AIM OF THE EXERCISE: Convert the records below, starting at the line that contains "the shrine steps." and stopping after the line that contains "x=266 y=278", into a two-column CSV with the headers text and answer. Give one row per record, and put each value in its own quoted field with line breaks replaced by spaces.

** Begin **

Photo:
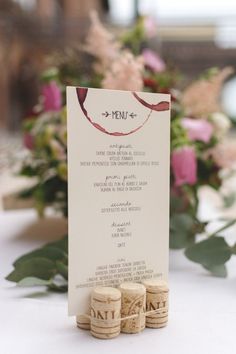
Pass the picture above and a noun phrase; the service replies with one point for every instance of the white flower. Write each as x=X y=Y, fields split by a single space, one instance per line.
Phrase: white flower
x=221 y=123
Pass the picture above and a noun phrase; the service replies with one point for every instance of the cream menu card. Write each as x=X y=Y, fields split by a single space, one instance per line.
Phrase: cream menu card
x=118 y=185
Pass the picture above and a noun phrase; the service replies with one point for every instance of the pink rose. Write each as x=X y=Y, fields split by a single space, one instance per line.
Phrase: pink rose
x=52 y=99
x=150 y=26
x=184 y=166
x=198 y=129
x=28 y=141
x=153 y=61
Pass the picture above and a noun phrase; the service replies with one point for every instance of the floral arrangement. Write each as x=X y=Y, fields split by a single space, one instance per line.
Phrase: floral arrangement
x=200 y=153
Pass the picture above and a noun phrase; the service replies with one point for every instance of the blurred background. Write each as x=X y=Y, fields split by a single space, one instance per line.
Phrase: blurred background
x=193 y=36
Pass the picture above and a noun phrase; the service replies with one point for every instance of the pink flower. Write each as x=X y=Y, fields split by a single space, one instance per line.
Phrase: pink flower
x=101 y=43
x=198 y=129
x=153 y=61
x=28 y=141
x=52 y=99
x=184 y=165
x=150 y=26
x=125 y=73
x=224 y=154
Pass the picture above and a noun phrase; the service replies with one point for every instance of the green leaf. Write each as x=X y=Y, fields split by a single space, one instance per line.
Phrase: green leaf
x=211 y=252
x=62 y=269
x=217 y=270
x=33 y=281
x=51 y=253
x=36 y=267
x=181 y=231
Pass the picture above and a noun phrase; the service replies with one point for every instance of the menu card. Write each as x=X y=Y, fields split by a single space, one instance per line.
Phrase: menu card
x=118 y=185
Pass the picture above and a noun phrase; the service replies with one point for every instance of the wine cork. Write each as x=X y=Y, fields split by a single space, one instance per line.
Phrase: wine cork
x=105 y=312
x=83 y=322
x=133 y=301
x=156 y=298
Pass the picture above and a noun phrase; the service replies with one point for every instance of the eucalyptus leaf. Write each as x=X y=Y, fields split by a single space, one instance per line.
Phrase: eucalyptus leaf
x=33 y=281
x=51 y=253
x=211 y=252
x=181 y=230
x=36 y=267
x=217 y=270
x=58 y=288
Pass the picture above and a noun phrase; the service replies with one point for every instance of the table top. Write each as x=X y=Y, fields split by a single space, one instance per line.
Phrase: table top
x=202 y=314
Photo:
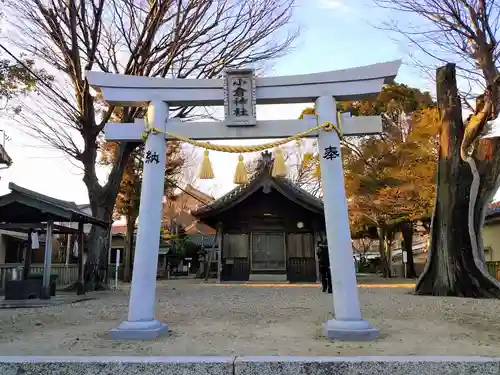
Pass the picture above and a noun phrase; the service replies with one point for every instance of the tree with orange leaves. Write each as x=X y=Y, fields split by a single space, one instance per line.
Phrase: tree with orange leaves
x=129 y=193
x=390 y=177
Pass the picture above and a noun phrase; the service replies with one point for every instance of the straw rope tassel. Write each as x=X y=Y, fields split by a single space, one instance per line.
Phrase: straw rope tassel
x=206 y=171
x=307 y=160
x=279 y=167
x=241 y=174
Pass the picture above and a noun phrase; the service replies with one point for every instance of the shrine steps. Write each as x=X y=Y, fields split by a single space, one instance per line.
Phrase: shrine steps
x=266 y=278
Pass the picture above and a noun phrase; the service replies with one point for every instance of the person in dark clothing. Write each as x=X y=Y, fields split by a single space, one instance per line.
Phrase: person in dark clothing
x=324 y=267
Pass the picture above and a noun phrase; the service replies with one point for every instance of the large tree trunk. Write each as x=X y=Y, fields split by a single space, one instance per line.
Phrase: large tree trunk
x=407 y=247
x=102 y=201
x=129 y=245
x=384 y=258
x=454 y=267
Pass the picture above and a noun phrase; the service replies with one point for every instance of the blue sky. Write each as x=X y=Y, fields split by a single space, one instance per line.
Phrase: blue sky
x=335 y=34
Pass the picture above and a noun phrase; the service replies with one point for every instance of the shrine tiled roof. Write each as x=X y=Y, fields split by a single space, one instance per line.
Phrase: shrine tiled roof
x=260 y=179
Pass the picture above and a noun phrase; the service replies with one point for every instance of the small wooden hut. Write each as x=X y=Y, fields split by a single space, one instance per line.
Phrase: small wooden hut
x=267 y=229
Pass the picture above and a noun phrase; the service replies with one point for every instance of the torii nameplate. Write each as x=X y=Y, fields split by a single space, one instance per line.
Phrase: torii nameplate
x=240 y=97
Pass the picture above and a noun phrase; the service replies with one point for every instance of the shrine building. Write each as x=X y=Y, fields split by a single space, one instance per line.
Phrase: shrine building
x=267 y=229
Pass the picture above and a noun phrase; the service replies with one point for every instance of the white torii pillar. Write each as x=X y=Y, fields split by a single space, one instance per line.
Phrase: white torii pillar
x=141 y=323
x=348 y=324
x=348 y=84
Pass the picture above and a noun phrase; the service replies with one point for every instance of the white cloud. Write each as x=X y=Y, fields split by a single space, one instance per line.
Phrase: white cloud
x=332 y=4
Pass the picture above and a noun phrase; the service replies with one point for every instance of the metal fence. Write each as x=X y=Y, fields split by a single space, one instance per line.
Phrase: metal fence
x=67 y=274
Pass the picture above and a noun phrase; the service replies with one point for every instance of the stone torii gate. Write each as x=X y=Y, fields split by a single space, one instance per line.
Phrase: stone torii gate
x=240 y=123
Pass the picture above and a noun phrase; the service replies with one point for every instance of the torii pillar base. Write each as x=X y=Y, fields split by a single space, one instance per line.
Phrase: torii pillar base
x=139 y=331
x=345 y=330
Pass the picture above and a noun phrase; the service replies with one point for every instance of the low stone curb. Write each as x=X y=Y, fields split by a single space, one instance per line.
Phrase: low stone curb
x=249 y=365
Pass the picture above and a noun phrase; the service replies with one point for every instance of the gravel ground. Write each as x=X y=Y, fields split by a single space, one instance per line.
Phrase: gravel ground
x=206 y=319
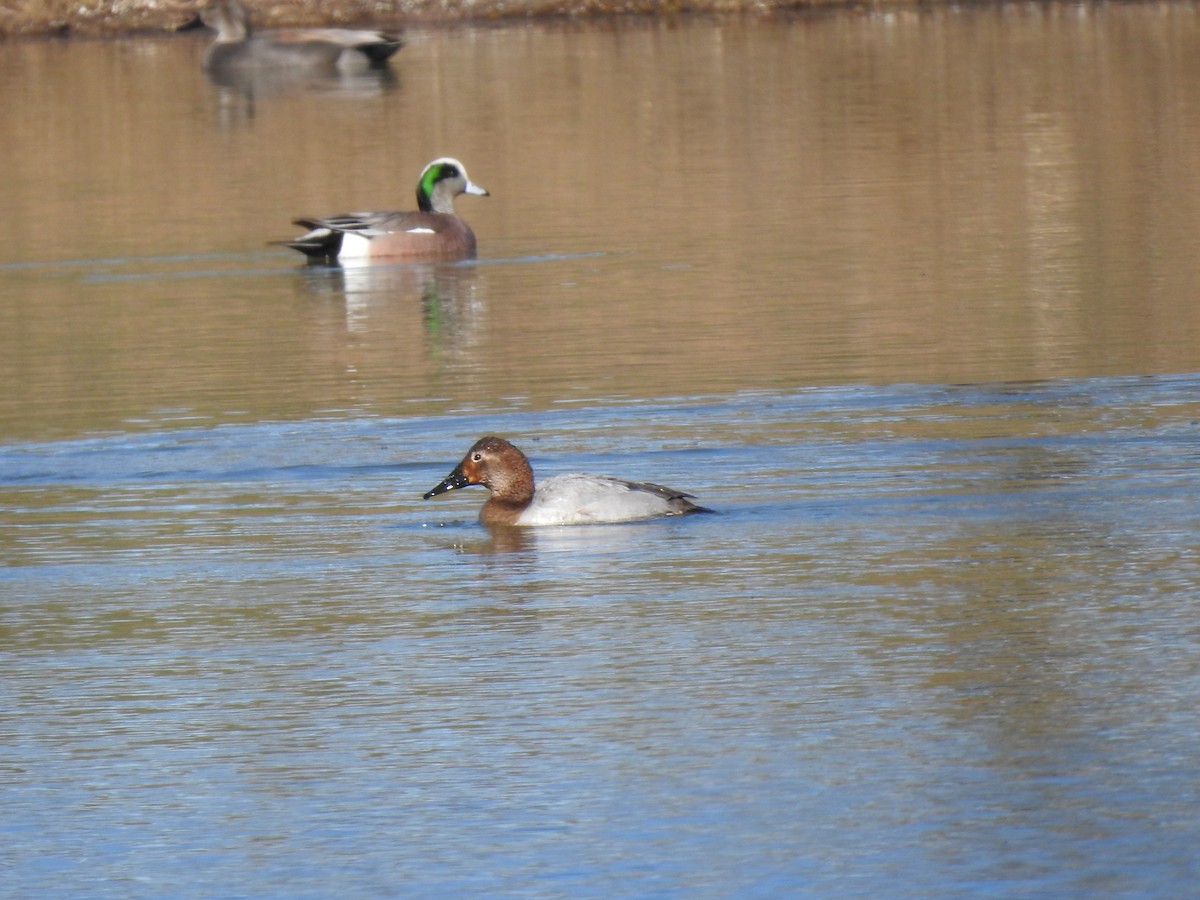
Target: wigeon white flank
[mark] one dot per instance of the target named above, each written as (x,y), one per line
(431,232)
(563,499)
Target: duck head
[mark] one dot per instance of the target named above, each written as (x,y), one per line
(443,180)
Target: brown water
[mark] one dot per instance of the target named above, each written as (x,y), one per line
(907,297)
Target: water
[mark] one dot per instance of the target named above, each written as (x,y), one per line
(907,298)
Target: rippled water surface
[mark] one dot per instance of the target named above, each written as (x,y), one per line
(907,298)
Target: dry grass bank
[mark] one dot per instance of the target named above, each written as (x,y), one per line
(108,17)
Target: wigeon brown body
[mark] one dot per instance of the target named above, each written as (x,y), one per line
(432,232)
(239,48)
(558,501)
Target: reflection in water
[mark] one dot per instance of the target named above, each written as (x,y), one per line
(240,90)
(449,295)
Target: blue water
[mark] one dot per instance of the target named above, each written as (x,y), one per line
(906,297)
(937,641)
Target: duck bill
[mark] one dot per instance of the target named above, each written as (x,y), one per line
(453,481)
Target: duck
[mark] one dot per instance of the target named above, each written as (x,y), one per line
(559,501)
(433,232)
(239,48)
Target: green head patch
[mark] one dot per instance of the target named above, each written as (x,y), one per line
(433,174)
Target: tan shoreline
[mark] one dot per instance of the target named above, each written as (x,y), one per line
(65,18)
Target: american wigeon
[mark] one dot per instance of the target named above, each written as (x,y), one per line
(558,501)
(238,48)
(433,232)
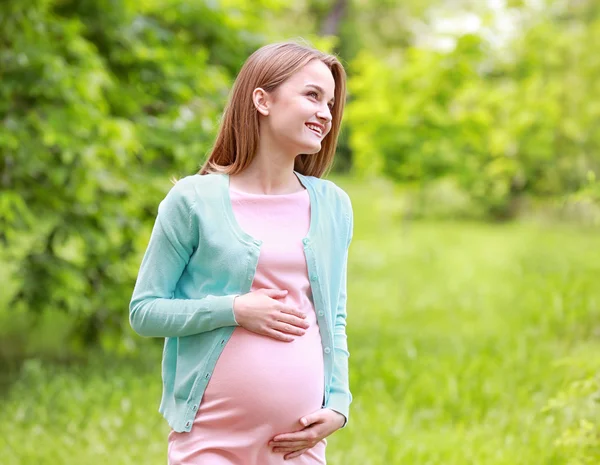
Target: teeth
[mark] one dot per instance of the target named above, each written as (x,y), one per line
(315,128)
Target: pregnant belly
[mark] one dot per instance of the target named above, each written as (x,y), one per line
(261,381)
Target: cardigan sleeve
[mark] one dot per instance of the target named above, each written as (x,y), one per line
(340,397)
(153,312)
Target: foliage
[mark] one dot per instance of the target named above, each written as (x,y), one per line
(453,331)
(497,123)
(100,100)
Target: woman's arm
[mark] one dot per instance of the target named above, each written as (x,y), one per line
(152,311)
(340,396)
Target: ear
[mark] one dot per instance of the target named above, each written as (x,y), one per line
(261,100)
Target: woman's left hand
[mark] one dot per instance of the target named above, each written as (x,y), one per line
(317,426)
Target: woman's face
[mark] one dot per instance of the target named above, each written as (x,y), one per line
(299,110)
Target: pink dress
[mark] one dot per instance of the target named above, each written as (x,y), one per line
(261,387)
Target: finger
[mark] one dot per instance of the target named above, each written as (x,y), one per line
(284,450)
(293,320)
(295,445)
(288,329)
(292,311)
(278,335)
(295,454)
(312,418)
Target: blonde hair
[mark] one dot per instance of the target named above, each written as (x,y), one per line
(268,67)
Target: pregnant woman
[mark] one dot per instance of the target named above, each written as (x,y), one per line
(245,274)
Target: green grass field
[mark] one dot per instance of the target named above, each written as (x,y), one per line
(459,333)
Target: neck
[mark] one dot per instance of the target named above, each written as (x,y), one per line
(271,172)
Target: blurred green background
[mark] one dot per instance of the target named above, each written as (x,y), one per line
(470,149)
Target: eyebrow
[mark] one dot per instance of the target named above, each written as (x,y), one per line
(320,89)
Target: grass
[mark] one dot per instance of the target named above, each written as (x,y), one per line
(458,334)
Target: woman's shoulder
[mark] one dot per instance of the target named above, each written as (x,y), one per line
(333,192)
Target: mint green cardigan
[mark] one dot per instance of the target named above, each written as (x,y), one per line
(198,259)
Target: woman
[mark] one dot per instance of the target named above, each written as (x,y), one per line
(245,274)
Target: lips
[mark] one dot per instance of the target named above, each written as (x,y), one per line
(315,128)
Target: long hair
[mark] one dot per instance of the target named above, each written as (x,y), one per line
(268,67)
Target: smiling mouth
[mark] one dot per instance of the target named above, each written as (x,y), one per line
(315,131)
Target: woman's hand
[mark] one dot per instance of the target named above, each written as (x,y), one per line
(318,425)
(260,313)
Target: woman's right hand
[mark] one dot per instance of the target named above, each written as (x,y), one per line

** End **

EXPECTED ANSWER:
text,answer
"Pass the picture above and a noun phrase; the service replies with one point for every instance of the shrine steps. Write each as x=X y=Y, fields split by a single space, one instance per line. Phrase: shrine steps","x=266 y=278"